> [Material shown]
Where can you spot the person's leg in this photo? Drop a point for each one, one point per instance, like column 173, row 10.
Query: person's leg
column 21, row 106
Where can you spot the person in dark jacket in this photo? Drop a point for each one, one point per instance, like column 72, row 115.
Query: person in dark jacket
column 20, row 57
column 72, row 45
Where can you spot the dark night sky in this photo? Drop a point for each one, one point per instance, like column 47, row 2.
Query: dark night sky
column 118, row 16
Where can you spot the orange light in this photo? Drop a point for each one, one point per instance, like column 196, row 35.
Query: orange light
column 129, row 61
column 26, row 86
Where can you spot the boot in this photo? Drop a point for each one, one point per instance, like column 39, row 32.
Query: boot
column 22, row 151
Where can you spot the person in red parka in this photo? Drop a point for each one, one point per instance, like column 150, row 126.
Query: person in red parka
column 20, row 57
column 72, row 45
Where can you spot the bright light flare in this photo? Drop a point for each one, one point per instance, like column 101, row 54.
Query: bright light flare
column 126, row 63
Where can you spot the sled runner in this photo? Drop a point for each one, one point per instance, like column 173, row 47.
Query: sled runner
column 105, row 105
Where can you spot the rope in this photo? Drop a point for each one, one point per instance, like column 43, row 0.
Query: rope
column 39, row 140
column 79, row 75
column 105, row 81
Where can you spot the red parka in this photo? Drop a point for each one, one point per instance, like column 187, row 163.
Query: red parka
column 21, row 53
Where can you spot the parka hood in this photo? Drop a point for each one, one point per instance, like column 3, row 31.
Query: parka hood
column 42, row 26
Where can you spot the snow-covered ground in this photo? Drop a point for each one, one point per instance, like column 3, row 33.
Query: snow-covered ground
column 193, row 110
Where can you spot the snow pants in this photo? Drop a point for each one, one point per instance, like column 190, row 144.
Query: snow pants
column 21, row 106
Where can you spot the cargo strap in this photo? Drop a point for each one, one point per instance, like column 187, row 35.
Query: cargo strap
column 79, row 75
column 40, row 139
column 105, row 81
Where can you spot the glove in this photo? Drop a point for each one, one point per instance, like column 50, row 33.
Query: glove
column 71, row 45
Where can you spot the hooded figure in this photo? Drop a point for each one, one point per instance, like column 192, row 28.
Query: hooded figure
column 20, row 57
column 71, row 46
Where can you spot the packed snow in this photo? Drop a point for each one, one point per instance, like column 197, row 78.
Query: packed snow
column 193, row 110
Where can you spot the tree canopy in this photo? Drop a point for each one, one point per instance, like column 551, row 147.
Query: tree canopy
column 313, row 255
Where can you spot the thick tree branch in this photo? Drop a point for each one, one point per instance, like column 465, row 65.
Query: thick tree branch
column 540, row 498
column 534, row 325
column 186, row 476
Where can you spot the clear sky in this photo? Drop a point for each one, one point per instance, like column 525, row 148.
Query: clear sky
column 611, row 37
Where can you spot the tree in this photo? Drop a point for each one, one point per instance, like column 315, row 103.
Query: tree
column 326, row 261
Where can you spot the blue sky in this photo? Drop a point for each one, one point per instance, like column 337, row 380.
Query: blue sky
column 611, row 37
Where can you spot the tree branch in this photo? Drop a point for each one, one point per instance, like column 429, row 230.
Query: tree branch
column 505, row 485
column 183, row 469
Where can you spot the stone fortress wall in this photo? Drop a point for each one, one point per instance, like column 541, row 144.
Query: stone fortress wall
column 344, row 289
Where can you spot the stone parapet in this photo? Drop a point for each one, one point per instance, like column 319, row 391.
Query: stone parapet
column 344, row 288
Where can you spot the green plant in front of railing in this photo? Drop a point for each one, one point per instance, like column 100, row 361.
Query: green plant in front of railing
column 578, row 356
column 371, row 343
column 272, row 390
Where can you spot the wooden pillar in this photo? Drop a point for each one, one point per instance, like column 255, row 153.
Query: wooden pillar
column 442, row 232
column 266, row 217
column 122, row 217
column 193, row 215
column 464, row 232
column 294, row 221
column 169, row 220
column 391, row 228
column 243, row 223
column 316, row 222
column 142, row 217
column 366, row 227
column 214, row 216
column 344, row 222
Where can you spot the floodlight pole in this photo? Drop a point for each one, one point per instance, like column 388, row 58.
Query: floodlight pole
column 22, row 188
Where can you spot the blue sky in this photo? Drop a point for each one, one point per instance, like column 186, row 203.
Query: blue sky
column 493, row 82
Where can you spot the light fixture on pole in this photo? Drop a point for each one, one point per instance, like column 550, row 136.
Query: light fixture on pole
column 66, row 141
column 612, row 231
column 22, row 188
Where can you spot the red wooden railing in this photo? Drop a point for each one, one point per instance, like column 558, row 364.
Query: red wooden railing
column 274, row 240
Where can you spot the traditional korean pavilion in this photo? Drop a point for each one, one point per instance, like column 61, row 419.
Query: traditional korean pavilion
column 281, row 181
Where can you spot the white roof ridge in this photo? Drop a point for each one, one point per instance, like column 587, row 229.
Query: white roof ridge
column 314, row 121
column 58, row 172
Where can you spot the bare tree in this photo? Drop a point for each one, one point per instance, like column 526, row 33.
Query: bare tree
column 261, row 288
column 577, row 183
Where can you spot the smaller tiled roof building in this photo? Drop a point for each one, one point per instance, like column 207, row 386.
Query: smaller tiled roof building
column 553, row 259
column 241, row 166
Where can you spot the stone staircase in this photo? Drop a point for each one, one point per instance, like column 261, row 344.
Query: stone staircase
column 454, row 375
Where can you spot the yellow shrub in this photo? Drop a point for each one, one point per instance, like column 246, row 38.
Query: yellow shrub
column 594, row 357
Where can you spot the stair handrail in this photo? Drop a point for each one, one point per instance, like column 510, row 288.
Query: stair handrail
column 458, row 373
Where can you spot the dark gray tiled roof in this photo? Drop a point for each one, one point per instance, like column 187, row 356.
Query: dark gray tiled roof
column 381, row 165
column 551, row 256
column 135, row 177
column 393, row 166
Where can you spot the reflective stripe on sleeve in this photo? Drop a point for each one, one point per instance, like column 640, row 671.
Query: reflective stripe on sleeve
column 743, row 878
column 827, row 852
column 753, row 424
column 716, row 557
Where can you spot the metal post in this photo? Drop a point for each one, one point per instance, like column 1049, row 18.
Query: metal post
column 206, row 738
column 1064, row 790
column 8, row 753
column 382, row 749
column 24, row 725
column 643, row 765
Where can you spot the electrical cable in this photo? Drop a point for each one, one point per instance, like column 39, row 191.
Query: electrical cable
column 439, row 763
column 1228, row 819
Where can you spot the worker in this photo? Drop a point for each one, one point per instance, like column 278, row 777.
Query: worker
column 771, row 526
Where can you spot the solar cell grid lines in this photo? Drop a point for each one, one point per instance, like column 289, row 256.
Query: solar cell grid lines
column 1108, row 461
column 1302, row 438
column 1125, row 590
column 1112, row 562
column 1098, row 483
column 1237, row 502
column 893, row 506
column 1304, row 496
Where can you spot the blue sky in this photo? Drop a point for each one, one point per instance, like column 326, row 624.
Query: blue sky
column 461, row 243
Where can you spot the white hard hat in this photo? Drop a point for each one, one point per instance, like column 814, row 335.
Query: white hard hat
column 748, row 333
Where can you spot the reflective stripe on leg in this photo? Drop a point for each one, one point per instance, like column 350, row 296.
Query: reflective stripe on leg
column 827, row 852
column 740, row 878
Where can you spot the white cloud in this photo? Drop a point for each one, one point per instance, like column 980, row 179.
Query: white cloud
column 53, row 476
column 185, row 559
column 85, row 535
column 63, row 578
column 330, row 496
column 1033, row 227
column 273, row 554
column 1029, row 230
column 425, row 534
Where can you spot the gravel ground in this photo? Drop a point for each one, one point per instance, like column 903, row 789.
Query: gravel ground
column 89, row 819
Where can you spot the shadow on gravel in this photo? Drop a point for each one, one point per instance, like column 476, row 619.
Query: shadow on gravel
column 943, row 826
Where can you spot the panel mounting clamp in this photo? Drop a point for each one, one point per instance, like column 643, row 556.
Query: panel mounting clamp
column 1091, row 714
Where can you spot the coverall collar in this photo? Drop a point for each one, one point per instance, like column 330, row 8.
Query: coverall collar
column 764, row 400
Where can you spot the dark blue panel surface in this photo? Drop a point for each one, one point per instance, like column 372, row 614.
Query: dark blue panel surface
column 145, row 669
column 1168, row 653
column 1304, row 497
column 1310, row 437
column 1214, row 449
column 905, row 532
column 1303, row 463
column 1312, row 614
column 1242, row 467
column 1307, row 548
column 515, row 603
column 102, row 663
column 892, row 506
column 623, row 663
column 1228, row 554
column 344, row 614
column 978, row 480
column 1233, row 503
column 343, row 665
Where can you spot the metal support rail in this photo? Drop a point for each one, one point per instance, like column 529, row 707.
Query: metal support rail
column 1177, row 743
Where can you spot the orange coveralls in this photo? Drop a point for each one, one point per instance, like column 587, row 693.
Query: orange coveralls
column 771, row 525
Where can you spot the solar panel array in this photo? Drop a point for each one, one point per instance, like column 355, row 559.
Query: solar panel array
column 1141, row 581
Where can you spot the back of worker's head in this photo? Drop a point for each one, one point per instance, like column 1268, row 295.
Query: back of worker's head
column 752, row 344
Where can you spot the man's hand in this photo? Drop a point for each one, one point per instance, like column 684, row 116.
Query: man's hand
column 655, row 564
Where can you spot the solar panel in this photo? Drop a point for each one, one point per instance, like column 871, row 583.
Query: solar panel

> [Exercise objective] Quote the data above word for word, from its first line through the line that contains "column 22, row 151", including both of those lines.

> [Completed task]
Where can you spot the person's leg in this photo? Drop a point for each one, one point per instance, like column 173, row 10.
Query: person's leg
column 21, row 106
Where can you spot the person in dark jacket in this photo? Drop a point for each one, one point per instance, like column 72, row 115.
Query: person in dark jacket
column 20, row 57
column 72, row 45
Where can you spot the dark night sky in this photo? Drop a point for each one, one point per instance, like column 47, row 2.
Query: dark night sky
column 118, row 16
Where can you spot the orange light in this photo? Drop a point for each one, one point per instance, like column 196, row 35.
Query: orange light
column 129, row 61
column 26, row 86
Where can you spot the boot in this photo? Drop a point for each one, one point per instance, like column 39, row 32.
Query: boot
column 22, row 151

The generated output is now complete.